#### [DATA SHOWN]
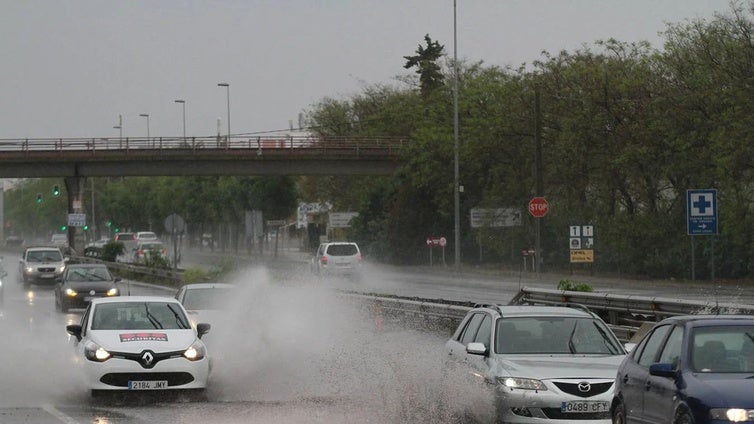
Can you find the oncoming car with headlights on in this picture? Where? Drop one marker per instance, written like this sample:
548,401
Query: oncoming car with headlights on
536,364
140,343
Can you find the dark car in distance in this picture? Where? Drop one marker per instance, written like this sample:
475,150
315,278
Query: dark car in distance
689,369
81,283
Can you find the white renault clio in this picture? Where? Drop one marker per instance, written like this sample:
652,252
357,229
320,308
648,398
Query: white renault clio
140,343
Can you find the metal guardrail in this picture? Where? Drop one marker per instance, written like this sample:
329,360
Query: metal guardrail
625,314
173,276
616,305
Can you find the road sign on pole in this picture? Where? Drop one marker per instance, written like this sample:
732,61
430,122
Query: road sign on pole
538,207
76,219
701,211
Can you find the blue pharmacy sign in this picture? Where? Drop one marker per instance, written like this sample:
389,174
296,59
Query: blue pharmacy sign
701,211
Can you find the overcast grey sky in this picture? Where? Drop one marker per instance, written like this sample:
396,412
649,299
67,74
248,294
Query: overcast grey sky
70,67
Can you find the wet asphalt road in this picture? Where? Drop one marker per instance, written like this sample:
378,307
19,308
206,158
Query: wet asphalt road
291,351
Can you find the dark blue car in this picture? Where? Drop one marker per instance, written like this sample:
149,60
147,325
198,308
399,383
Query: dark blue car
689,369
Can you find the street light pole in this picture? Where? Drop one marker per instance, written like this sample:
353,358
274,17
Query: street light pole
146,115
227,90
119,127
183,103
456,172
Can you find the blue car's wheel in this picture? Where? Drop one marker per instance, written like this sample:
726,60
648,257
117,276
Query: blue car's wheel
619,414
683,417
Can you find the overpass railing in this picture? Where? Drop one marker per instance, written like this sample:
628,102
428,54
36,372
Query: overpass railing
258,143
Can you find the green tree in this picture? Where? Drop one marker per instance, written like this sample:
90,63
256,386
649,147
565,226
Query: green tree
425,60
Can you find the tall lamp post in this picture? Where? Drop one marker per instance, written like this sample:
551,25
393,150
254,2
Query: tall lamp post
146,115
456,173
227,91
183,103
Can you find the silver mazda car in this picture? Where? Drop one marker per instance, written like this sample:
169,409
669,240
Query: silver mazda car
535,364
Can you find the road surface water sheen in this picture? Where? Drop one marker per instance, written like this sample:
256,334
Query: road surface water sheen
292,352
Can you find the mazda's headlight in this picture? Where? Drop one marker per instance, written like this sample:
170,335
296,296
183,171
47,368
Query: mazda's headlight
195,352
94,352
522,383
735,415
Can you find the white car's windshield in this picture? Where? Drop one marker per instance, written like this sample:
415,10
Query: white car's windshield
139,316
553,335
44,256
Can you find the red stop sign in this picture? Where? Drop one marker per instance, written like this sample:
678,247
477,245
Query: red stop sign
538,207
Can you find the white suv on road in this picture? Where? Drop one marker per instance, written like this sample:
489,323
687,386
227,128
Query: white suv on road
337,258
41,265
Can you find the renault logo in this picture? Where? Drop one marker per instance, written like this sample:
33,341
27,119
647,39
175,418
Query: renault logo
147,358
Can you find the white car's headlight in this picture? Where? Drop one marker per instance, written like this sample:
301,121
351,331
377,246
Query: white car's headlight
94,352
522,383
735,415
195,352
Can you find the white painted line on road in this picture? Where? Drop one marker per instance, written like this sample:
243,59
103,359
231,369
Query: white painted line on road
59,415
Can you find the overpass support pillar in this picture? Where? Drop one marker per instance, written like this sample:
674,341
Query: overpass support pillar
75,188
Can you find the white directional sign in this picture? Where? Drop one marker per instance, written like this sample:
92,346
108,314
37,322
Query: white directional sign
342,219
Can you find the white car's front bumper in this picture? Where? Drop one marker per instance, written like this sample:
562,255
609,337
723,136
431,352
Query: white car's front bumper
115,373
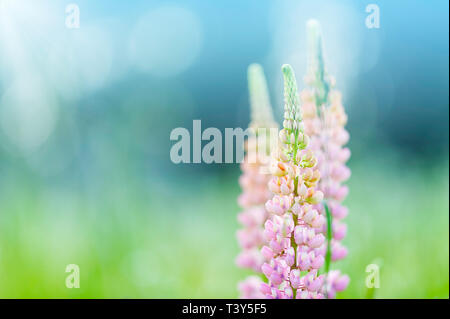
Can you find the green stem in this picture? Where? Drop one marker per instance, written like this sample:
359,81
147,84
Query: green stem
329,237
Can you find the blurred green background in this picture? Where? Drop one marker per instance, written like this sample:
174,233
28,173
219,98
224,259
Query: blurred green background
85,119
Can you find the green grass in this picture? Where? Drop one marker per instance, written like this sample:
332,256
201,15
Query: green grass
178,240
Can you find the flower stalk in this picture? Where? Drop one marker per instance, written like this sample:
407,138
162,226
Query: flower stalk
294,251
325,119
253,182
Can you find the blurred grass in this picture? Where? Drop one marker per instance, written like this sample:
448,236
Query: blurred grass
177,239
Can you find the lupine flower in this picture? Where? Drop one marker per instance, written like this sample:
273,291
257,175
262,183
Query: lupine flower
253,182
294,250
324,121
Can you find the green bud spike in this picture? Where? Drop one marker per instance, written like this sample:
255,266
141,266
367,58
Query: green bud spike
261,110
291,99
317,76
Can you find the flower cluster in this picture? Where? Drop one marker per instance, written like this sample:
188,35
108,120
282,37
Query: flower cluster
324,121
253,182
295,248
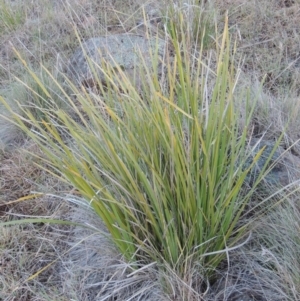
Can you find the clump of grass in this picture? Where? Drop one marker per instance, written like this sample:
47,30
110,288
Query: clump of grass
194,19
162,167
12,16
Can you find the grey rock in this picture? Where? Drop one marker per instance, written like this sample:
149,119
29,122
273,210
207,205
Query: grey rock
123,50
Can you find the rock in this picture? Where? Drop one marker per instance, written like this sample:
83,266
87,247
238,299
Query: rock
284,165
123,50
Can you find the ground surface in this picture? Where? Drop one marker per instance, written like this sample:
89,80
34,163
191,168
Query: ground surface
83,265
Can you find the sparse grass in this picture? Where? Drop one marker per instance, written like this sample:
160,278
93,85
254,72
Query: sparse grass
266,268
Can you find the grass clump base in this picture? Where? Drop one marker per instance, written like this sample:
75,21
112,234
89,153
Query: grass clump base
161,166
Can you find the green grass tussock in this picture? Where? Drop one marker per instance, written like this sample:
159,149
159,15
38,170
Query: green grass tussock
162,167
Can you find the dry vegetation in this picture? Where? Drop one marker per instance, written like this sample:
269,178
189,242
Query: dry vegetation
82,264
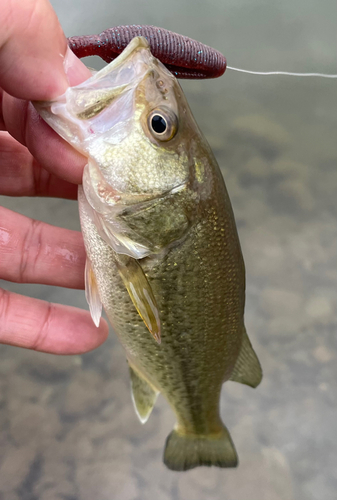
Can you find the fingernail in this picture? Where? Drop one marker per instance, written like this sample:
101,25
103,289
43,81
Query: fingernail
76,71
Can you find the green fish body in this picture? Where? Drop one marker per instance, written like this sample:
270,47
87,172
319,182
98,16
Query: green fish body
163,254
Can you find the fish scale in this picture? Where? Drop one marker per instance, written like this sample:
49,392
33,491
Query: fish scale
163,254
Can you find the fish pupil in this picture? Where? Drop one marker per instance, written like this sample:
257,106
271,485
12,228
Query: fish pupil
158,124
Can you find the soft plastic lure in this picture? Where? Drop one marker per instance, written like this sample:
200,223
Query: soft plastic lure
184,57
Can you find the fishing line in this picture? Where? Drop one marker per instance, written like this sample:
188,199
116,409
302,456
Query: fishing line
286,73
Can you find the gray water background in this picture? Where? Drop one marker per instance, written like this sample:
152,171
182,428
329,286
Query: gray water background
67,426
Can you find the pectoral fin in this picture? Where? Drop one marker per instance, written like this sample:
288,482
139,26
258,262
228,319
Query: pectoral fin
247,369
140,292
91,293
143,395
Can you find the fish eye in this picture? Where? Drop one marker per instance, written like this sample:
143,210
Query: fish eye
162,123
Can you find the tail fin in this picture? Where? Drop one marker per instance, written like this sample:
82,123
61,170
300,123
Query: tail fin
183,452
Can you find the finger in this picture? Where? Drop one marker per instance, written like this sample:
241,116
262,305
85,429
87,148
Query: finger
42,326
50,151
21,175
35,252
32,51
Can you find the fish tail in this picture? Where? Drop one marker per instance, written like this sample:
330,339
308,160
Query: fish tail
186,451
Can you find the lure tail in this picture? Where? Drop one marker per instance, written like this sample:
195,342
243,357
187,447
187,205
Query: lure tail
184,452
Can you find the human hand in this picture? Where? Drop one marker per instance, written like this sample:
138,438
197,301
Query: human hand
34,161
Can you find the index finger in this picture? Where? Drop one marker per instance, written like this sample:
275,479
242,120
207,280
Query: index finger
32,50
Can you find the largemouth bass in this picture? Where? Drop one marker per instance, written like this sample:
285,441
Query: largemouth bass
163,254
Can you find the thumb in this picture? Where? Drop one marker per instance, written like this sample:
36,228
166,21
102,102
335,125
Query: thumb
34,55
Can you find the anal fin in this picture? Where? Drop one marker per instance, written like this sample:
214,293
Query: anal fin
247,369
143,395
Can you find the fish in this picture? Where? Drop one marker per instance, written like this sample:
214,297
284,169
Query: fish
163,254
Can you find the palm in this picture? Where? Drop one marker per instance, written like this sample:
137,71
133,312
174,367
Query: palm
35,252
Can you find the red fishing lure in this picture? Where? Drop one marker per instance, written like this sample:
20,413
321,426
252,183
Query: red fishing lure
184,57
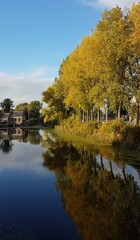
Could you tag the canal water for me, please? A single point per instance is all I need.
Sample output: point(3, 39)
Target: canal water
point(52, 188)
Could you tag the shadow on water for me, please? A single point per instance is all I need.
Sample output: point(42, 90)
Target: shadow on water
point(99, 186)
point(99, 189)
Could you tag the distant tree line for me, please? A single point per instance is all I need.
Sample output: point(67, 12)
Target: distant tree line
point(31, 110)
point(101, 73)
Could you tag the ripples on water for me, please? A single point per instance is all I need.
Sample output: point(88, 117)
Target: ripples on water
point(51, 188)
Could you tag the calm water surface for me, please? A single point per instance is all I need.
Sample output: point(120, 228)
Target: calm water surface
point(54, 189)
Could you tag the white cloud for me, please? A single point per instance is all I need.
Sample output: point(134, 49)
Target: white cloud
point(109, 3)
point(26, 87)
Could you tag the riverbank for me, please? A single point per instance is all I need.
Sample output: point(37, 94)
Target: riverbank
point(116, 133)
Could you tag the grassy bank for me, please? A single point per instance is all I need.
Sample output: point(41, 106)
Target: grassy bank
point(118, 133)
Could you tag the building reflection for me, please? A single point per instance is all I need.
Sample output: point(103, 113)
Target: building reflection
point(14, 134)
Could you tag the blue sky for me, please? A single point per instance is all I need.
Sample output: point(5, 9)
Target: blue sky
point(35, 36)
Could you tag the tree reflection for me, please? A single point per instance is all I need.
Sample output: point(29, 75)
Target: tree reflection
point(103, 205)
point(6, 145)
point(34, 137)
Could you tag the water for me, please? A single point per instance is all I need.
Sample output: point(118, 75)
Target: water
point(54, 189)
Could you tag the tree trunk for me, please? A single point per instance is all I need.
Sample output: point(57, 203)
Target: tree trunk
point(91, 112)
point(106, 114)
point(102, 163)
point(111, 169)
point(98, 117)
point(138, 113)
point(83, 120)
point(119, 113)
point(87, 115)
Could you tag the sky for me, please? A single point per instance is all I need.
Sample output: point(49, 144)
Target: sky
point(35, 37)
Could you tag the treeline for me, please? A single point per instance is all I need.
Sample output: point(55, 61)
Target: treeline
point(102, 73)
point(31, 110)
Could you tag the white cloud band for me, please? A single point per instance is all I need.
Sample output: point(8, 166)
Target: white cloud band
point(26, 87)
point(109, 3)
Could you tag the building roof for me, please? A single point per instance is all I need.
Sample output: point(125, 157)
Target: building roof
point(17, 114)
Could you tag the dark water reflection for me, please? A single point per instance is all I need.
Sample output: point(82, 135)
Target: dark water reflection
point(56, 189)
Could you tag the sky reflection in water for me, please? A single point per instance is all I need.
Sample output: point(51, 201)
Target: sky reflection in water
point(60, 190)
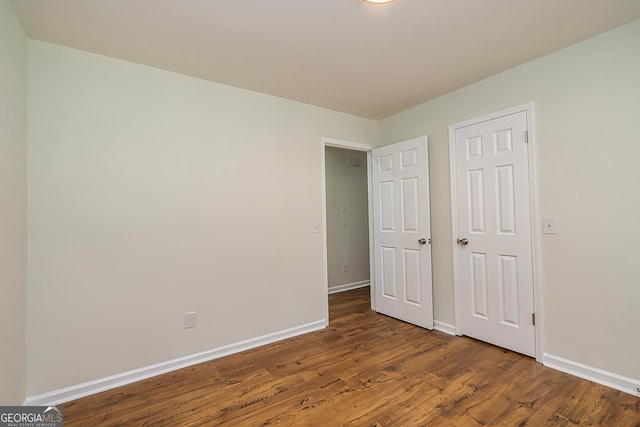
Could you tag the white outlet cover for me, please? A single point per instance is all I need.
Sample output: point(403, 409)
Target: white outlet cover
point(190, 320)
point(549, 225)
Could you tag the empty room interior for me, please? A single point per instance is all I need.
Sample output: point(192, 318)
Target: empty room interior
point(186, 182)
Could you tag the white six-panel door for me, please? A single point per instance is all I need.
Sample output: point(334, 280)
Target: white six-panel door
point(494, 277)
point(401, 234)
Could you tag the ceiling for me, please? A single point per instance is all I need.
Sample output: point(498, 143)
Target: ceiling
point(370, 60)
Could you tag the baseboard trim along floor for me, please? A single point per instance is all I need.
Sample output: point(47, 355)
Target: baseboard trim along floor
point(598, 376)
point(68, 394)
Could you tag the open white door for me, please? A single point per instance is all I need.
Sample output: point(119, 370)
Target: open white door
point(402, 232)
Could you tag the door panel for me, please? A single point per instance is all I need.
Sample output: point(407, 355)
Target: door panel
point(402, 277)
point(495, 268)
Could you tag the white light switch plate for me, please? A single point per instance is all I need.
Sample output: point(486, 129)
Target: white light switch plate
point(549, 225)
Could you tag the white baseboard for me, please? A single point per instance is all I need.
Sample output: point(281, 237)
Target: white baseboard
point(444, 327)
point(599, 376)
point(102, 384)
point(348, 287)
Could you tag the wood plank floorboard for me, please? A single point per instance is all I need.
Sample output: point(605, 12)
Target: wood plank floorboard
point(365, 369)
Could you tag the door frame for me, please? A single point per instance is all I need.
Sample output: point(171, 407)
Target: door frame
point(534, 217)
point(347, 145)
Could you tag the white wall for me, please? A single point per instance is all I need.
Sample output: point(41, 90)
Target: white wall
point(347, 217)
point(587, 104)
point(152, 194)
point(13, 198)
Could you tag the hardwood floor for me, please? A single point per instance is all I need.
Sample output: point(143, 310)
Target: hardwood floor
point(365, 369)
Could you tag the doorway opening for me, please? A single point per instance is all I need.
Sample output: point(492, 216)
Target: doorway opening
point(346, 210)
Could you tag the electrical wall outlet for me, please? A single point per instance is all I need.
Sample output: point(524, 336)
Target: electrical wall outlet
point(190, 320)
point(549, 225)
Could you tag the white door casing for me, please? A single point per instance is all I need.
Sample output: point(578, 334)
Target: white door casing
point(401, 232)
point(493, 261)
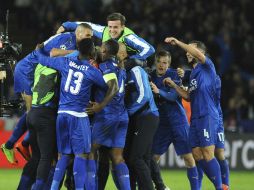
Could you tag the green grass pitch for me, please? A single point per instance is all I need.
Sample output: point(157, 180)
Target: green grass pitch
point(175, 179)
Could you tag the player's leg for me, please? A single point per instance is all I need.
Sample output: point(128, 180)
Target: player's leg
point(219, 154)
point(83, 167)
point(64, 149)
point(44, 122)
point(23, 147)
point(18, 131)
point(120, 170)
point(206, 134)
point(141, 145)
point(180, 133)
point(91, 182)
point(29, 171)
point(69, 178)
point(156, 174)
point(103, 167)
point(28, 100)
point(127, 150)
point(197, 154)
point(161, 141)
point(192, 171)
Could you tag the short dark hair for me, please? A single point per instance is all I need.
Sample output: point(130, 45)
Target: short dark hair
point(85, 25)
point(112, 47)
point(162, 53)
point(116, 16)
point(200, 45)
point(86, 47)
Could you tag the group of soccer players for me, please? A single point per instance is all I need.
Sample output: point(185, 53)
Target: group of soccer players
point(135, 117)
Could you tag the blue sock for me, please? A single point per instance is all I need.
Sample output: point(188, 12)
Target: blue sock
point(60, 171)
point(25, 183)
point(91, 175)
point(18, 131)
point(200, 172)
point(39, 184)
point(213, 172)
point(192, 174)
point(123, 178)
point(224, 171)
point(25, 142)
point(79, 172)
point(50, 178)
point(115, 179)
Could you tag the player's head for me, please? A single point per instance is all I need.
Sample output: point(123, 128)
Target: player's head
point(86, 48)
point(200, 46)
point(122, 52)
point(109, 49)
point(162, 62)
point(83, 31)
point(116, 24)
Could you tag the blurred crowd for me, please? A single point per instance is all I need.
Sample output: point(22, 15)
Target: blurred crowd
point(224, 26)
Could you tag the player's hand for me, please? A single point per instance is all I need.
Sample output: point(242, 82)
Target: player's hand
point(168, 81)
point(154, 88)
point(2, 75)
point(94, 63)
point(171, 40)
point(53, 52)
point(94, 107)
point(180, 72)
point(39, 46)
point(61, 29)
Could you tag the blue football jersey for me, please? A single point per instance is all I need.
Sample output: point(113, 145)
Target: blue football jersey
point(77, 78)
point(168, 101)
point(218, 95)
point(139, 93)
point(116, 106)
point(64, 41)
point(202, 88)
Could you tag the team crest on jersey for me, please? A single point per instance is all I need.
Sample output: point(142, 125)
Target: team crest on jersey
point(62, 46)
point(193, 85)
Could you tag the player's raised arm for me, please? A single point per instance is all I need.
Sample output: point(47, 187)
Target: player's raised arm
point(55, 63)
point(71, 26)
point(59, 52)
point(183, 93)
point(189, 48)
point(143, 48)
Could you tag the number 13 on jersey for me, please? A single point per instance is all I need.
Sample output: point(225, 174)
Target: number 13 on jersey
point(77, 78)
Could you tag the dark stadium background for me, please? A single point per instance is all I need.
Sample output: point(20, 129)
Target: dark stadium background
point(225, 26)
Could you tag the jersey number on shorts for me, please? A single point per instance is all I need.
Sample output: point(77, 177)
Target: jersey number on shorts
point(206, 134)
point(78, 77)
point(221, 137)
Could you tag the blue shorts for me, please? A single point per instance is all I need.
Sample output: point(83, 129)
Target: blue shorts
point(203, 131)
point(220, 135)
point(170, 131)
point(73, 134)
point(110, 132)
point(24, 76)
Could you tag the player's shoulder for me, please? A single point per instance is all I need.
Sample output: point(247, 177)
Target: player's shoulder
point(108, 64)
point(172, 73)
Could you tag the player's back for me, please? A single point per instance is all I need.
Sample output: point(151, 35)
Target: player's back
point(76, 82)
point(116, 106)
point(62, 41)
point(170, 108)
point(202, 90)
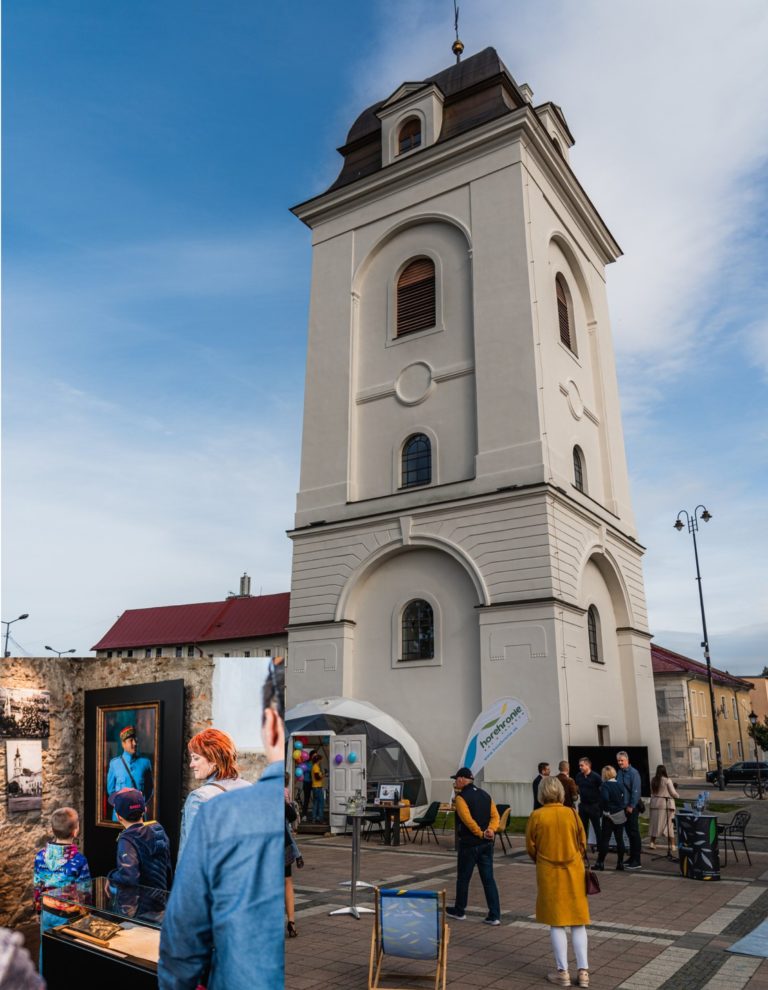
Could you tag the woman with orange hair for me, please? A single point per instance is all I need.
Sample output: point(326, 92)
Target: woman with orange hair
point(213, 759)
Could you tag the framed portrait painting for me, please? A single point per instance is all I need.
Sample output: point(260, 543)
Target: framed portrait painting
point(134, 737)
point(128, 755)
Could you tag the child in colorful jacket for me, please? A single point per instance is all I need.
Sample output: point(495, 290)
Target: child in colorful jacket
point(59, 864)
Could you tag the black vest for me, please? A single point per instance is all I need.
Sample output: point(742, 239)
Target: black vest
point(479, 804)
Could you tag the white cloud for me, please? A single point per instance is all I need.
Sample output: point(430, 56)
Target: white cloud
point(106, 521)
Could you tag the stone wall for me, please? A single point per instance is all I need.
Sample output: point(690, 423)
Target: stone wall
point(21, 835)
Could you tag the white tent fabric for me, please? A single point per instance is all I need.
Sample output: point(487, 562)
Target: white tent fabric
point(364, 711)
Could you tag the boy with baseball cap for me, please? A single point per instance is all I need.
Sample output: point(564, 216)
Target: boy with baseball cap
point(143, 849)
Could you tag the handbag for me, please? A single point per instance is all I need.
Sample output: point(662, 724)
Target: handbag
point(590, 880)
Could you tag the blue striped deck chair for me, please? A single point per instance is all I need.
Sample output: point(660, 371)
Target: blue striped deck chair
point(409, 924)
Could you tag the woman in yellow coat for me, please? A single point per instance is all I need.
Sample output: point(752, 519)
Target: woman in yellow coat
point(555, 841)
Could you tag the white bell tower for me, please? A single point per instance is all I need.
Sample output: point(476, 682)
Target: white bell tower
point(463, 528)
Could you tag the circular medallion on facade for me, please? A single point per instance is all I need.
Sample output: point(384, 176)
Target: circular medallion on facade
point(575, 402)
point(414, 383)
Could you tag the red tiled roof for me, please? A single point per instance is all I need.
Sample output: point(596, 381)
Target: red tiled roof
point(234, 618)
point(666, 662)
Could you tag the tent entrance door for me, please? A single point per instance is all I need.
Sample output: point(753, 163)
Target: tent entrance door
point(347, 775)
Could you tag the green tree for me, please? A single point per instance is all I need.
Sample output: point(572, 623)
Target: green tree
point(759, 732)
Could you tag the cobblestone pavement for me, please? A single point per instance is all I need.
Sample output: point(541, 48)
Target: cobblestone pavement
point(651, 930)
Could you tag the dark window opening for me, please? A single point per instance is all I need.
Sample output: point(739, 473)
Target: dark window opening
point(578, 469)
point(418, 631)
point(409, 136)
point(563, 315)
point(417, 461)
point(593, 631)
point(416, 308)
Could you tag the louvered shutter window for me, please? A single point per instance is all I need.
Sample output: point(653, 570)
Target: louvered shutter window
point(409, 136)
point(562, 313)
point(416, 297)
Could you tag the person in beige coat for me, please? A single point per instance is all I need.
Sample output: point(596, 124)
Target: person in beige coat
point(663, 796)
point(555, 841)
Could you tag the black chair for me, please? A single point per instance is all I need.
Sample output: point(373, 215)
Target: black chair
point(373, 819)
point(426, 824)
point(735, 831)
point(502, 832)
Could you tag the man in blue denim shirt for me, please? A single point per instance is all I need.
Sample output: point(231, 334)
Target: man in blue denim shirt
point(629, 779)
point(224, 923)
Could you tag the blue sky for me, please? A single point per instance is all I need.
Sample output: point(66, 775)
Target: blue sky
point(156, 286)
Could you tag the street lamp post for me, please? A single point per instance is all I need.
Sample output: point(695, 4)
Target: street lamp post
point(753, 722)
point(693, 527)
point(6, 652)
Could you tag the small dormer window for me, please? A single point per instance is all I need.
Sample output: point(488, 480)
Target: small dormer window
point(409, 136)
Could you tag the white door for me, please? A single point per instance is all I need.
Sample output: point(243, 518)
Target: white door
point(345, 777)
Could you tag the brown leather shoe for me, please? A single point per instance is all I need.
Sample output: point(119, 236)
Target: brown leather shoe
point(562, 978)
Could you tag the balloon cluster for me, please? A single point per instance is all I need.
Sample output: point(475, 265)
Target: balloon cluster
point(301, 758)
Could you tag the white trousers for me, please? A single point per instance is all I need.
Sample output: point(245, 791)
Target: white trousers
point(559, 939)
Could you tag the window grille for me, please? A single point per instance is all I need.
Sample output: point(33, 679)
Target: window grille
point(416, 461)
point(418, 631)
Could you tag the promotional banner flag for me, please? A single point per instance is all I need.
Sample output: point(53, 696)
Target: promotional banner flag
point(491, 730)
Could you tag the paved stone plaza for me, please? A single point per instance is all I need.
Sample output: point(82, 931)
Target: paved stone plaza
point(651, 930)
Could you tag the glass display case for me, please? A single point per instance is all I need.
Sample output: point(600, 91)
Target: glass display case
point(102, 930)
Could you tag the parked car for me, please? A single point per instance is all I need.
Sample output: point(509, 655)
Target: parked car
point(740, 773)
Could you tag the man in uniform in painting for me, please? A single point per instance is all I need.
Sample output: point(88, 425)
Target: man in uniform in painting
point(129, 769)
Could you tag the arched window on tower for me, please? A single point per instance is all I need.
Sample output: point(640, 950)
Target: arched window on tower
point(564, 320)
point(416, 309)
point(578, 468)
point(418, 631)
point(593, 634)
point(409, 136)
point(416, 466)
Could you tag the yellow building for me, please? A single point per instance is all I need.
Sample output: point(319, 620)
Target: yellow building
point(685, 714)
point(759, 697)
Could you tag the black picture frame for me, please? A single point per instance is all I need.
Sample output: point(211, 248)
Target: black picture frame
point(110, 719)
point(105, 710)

#### [WHAT THE EXERCISE ASKS]
Using the entries above, repeat exactly the lines from the one with "Can you find the palm" to the one with "Sample output: point(103, 113)", both included, and leave the pictures behind.

#### [EXERCISE SOLUTION]
Can you find the palm in this picture? Where? Drop one marker per instance, written like this sample:
137,71
133,312
174,367
Query: palm
35,252
Can you find the red fishing lure in this picture? Where? Drop one marker per instance, written like this sample:
20,413
321,426
252,183
Query: red fishing lure
184,57
Could you tag the canal water for me, please? A single point per instance is all I need.
Sample output: point(3, 39)
Target: canal water
point(52, 188)
Could you tag the shadow on water for me, please? A single point per instance is all I need.
Sample output: point(42, 90)
Target: shadow on water
point(99, 186)
point(99, 189)
Could you tag the distant tree line for me, please? A single point per instance is all I need.
Sample output: point(67, 12)
Target: distant tree line
point(31, 110)
point(101, 73)
Could you tag the ripples on water for me, please? A single point per instance is all I need.
Sample output: point(88, 117)
Target: ripples on water
point(51, 188)
Could you tag the calm water surface for me, please? A single point per instance is all I need.
Sample output: point(120, 228)
Target: calm water surface
point(54, 189)
Could you tag the white cloud for me, please? A single point per instance is all I need.
Sample output: point(134, 49)
Target: white cloud
point(109, 3)
point(26, 87)
Could you tag the riverbank for me, please? A single point per instance is all I need.
Sample output: point(37, 94)
Target: riverbank
point(116, 133)
Could you tag the grassy bank for me, please? A single point per instance is all I need.
Sample output: point(41, 106)
Target: grassy bank
point(118, 133)
Could you tag the building reflection for me, please? A single point per instance is all I need.
Sample output: point(103, 113)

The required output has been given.